■ **Your goal**
Convert the entries below into a two-column CSV with the header row instruction,outline. Write one row per request: its full text in the instruction column and its answer in the outline column, each enclosed in double quotes with line breaks replaced by spaces, and omit the pictures.

——————————

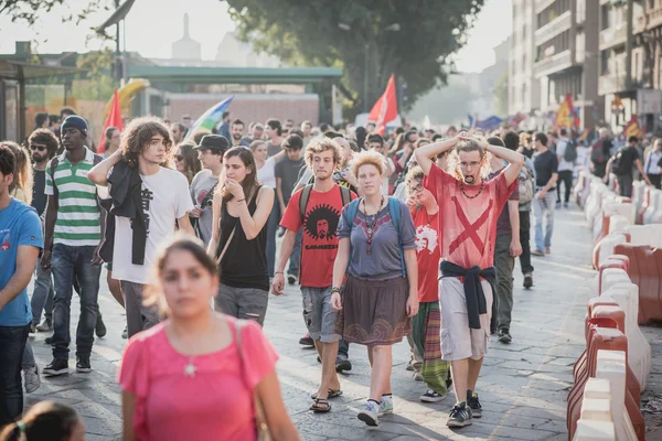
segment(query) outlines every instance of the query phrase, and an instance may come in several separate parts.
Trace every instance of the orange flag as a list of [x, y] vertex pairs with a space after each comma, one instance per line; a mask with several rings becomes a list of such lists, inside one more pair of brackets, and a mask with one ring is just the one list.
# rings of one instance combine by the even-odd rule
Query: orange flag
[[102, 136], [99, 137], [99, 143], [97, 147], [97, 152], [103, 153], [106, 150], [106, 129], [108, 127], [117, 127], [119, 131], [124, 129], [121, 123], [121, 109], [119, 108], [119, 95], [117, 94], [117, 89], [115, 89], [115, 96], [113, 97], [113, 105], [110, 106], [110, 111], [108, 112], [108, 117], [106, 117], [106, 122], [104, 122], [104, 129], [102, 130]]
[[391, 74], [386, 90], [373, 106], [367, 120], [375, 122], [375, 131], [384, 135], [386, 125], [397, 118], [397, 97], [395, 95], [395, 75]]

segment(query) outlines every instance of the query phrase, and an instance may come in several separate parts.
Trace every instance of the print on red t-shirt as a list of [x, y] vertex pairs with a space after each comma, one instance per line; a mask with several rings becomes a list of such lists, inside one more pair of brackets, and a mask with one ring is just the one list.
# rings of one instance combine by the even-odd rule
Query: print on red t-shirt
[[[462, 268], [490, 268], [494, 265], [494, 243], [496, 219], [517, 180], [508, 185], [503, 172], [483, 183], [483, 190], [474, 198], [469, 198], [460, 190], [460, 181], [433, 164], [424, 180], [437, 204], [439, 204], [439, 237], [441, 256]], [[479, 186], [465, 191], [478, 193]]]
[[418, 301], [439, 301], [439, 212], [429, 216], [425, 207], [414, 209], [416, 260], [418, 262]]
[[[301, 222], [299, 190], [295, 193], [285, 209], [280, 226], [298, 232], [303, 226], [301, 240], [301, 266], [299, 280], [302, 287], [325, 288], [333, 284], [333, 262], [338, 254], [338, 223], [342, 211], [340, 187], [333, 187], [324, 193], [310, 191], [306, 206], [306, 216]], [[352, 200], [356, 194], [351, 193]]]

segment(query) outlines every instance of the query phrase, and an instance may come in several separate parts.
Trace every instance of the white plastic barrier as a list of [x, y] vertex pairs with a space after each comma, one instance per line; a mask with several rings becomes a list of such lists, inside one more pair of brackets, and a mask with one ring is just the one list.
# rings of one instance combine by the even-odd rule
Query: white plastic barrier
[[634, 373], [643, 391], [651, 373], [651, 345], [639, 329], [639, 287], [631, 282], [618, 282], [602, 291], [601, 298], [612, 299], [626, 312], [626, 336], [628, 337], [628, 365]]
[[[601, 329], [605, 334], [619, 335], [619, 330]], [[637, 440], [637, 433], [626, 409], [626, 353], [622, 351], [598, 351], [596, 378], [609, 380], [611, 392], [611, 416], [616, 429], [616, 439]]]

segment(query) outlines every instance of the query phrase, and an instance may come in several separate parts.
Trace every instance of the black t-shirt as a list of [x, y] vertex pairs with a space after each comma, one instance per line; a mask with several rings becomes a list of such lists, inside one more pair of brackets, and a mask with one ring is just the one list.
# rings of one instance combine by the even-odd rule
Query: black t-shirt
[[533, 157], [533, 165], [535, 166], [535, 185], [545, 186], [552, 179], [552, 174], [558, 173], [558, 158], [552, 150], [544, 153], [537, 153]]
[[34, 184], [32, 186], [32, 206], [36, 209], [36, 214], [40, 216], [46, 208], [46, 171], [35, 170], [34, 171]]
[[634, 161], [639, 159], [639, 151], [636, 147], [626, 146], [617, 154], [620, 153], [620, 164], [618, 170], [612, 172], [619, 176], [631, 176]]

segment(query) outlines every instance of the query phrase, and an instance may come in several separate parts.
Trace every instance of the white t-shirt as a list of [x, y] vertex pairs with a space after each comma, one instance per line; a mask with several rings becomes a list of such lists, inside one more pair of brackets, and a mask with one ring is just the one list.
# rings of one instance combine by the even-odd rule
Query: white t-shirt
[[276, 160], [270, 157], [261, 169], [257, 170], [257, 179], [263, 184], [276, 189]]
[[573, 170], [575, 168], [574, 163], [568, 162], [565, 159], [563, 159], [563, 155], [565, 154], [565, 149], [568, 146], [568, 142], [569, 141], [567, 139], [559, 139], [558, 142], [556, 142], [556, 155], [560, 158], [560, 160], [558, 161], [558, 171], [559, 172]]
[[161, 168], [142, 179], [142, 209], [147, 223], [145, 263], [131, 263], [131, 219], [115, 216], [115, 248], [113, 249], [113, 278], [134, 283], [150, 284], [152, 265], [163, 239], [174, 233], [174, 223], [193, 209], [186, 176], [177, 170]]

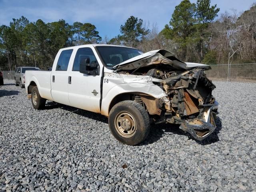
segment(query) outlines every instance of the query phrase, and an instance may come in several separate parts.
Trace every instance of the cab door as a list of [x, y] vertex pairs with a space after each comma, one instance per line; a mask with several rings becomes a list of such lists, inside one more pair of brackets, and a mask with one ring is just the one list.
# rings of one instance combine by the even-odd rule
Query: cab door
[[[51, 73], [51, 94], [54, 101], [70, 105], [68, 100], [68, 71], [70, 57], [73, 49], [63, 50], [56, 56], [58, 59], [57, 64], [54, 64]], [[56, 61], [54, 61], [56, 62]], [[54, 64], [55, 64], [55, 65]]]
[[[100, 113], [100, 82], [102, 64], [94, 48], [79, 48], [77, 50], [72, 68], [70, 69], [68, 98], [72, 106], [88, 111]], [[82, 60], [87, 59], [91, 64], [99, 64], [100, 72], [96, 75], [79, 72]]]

——————————

■ **Result of the exercise**
instruction,outline
"segment(query) outlines every instance of the query phrase, and an instance may come in several separate parts. Trace every instance of the orange flag as a list of [x, y] vertex pairs with a space after each comma, one instance per line; a mask with several rings becomes a list of such lists, inside one more pair of brackets, and a mask with one ring is just the one list. # rings of one instance combine by the even-odd rule Query: orange flag","[[102, 136], [99, 137], [99, 143], [97, 147], [97, 152], [103, 153], [106, 150], [106, 129], [108, 127], [117, 127], [119, 131], [124, 129], [121, 123], [121, 109], [119, 108], [119, 95], [117, 94], [117, 89], [115, 89], [115, 96], [113, 97], [113, 105], [110, 106], [110, 111], [108, 112], [108, 117], [106, 117], [106, 122], [104, 122], [104, 129], [102, 130]] [[391, 74], [386, 90], [373, 106], [367, 120], [375, 122], [375, 131], [384, 135], [386, 125], [397, 118], [397, 97], [395, 95], [395, 75]]"
"segment(query) outlines every instance of the query phrase, and an instance may come in several separate parts. Trace every instance of the print on red t-shirt as a list of [x, y] vertex pairs with a space after each comma, one instance per line; a mask with several rings becomes a list of such lists, inside one more pair of brackets, and a mask with one ring is just the one list. # rings of one instance combine by the even-odd rule Query: print on red t-shirt","[[[462, 268], [490, 268], [494, 265], [494, 243], [496, 219], [517, 180], [508, 185], [503, 172], [483, 183], [483, 190], [474, 198], [469, 198], [460, 190], [460, 181], [433, 164], [424, 180], [437, 204], [439, 204], [439, 237], [441, 256]], [[479, 186], [465, 191], [478, 193]]] [[418, 301], [439, 301], [439, 212], [429, 216], [425, 207], [414, 209], [416, 260], [418, 262]] [[[301, 222], [299, 190], [295, 193], [285, 209], [280, 226], [298, 232], [303, 226], [301, 240], [301, 266], [299, 280], [302, 287], [325, 288], [333, 284], [333, 262], [338, 254], [338, 223], [342, 211], [340, 187], [333, 187], [324, 193], [310, 191], [306, 206], [306, 216]], [[352, 200], [356, 194], [351, 193]]]"
"segment(query) outlines every instance of the query phrase, and an instance may come in several separate parts. Trace every instance of the white plastic barrier as a list of [x, y] vertex pairs with a space after each comma, one instance per line; a mask with several rings becomes a list of such lists, inside one more pair of brackets, and a mask with one ring is just the one list. # rings of one instance combine by the even-odd rule Query: white plastic barrier","[[634, 373], [643, 391], [651, 373], [651, 345], [639, 329], [639, 287], [631, 282], [618, 282], [602, 291], [601, 298], [612, 299], [626, 312], [626, 336], [628, 337], [628, 365]] [[[601, 329], [605, 334], [619, 335], [619, 330]], [[637, 440], [637, 433], [626, 409], [626, 353], [622, 351], [598, 351], [596, 378], [609, 380], [611, 392], [611, 416], [616, 429], [616, 439]]]"
"segment(query) outlines every instance of the query phrase, and an instance may come in several separate parts. Trace every instance of the black t-shirt as a list of [x, y] vertex pairs with a space after each comma, one instance per line; a mask with several rings becomes a list of such lists, inside one more pair of brackets, and a mask with one ring is just the one list. # rings of one instance combine by the even-odd rule Query: black t-shirt","[[533, 157], [533, 165], [535, 166], [535, 185], [545, 186], [552, 179], [552, 174], [558, 173], [558, 158], [552, 150], [544, 153], [537, 153]] [[34, 184], [32, 186], [32, 206], [36, 209], [36, 214], [40, 216], [46, 208], [46, 171], [35, 170], [34, 171]] [[634, 161], [639, 159], [639, 151], [636, 147], [626, 146], [617, 154], [620, 153], [620, 164], [618, 170], [612, 172], [619, 176], [631, 176]]"
"segment(query) outlines every instance of the query phrase, and an instance may come in several separate parts. Trace every instance of the white t-shirt as a list of [x, y] vertex pairs with a space after each comma, one instance per line; a mask with several rings becomes a list of such lists, inside one more pair of brackets, and a mask with one ring is just the one list. # rings of one instance combine by the even-odd rule Query: white t-shirt","[[276, 160], [270, 157], [261, 169], [257, 170], [257, 179], [263, 184], [276, 189]] [[573, 170], [575, 168], [574, 163], [568, 162], [565, 159], [563, 159], [563, 155], [565, 154], [565, 149], [568, 146], [568, 142], [569, 141], [567, 139], [559, 139], [558, 142], [556, 142], [556, 155], [560, 158], [560, 160], [558, 161], [558, 171], [559, 172]] [[161, 168], [142, 179], [142, 209], [147, 223], [145, 263], [131, 263], [131, 219], [115, 216], [115, 248], [113, 249], [113, 278], [134, 283], [150, 284], [152, 265], [163, 239], [174, 233], [174, 223], [193, 209], [186, 176], [177, 170]]"
"segment(query) outlines every instance of the query phrase, and an instance may come in several separate parts. Trace every instance of the cab door as a list of [x, y] vertex pairs with a space after each comma, one instance per line; a mask with several rings becomes a list of such lists, inside one more pair of brackets, and a mask with one ring is just the one list. # rings of one instance combine by the even-odd rule Query: cab door","[[[51, 73], [51, 94], [54, 101], [70, 105], [68, 100], [68, 71], [70, 57], [73, 49], [63, 50], [56, 56], [58, 59], [57, 64], [54, 64]], [[56, 61], [54, 61], [56, 62]], [[54, 64], [55, 64], [55, 65]]] [[[100, 113], [100, 82], [102, 64], [94, 48], [79, 48], [77, 50], [72, 68], [70, 69], [68, 98], [72, 106], [88, 111]], [[82, 60], [87, 59], [91, 64], [99, 64], [100, 72], [96, 75], [79, 72]]]"